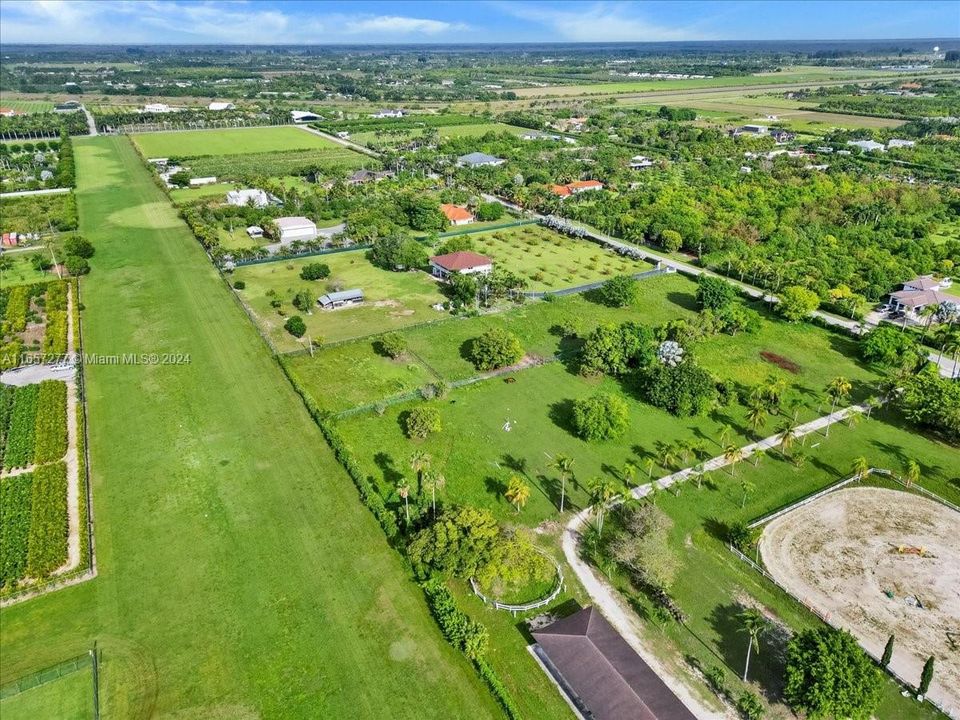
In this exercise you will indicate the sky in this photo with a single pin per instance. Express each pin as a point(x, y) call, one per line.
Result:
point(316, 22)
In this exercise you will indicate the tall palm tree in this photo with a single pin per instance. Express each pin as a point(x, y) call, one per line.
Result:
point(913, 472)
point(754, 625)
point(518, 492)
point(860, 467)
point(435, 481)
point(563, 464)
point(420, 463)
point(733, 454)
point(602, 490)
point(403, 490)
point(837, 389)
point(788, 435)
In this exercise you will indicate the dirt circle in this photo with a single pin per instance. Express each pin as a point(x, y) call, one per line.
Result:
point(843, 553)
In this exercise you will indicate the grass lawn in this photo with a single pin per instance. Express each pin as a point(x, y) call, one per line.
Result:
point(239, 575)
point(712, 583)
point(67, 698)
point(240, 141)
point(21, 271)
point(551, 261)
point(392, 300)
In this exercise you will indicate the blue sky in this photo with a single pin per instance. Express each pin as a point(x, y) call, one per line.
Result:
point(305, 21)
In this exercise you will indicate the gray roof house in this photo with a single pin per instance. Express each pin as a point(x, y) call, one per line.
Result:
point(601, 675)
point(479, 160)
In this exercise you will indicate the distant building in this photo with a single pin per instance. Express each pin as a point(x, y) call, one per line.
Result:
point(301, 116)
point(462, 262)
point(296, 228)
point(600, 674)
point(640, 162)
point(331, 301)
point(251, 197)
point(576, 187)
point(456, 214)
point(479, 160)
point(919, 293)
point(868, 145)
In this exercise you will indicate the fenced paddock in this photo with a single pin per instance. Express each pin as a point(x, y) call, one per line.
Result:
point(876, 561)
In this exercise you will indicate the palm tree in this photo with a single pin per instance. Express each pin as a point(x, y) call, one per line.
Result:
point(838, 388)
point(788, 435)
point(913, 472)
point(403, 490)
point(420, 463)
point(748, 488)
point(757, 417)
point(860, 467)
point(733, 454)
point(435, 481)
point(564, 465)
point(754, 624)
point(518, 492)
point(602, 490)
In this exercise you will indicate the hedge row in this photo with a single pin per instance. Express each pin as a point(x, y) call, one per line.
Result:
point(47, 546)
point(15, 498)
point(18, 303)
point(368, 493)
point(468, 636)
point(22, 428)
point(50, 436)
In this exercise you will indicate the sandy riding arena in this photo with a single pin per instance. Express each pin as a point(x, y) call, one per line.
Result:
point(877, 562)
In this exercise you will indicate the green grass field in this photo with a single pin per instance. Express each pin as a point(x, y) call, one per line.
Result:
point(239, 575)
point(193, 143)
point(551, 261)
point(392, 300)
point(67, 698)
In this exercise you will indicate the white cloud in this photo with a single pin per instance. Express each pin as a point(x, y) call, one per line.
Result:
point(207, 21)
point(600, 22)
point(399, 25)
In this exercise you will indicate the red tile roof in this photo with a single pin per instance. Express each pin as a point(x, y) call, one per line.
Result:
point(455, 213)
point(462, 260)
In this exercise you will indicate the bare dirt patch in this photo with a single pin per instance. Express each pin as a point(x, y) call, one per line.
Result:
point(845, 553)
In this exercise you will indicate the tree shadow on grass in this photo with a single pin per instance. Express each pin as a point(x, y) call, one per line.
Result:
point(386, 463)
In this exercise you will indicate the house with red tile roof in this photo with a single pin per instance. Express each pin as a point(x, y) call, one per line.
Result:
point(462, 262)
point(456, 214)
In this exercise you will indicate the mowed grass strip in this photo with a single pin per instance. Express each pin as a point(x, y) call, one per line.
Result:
§ §
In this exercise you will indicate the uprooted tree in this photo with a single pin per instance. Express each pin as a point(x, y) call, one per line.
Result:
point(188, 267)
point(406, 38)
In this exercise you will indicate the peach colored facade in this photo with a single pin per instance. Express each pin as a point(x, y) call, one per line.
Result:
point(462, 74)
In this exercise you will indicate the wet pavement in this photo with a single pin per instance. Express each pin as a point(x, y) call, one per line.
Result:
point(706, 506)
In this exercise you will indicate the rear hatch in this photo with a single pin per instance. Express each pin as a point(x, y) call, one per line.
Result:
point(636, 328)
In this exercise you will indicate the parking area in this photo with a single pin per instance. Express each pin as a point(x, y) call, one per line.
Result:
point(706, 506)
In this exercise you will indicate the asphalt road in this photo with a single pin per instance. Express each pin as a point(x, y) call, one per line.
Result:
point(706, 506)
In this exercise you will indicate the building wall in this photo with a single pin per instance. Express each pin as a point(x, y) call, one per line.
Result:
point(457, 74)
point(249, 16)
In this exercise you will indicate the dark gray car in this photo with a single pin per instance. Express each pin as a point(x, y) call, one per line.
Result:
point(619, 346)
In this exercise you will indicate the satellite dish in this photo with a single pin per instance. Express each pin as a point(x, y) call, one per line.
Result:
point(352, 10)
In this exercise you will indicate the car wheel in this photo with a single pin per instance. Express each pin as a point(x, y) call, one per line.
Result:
§ §
Given task = Render the records above, from the line containing "In this exercise you will indicate the hedge" through the line containing "point(462, 260)", both included, as a JSON list of strings. Use one string per line and omit blank lines.

Solution to the exercise =
[
  "In this exercise you will indicate the hedge row in this photo with a single pin per instance. Express each pin as a point(x, y) call, one per line.",
  "Result:",
  "point(47, 546)",
  "point(15, 498)",
  "point(18, 303)",
  "point(368, 493)",
  "point(468, 636)",
  "point(22, 428)",
  "point(50, 436)",
  "In this exercise you will indicate the sandy riding arena in this photo with a single pin per instance. Express each pin as a point(x, y) call, one per line.",
  "Result:",
  "point(877, 562)",
  "In this exercise you will indicate the green grass field in this photo with a single pin per instance. Express each pin as a point(x, y) call, one per line.",
  "Result:",
  "point(239, 575)",
  "point(193, 143)",
  "point(551, 261)",
  "point(392, 300)",
  "point(67, 698)",
  "In this exercise you will indicate the white cloud in this photo with a single pin per instance. Express each pin as a point(x, y) call, one per line.",
  "Result:",
  "point(207, 21)",
  "point(600, 22)",
  "point(399, 25)",
  "In this exercise you will indicate the red tile roof in this photo with a single pin per instance. Express each pin as a point(x, y) call, one per line.",
  "Result:",
  "point(455, 213)",
  "point(462, 260)"
]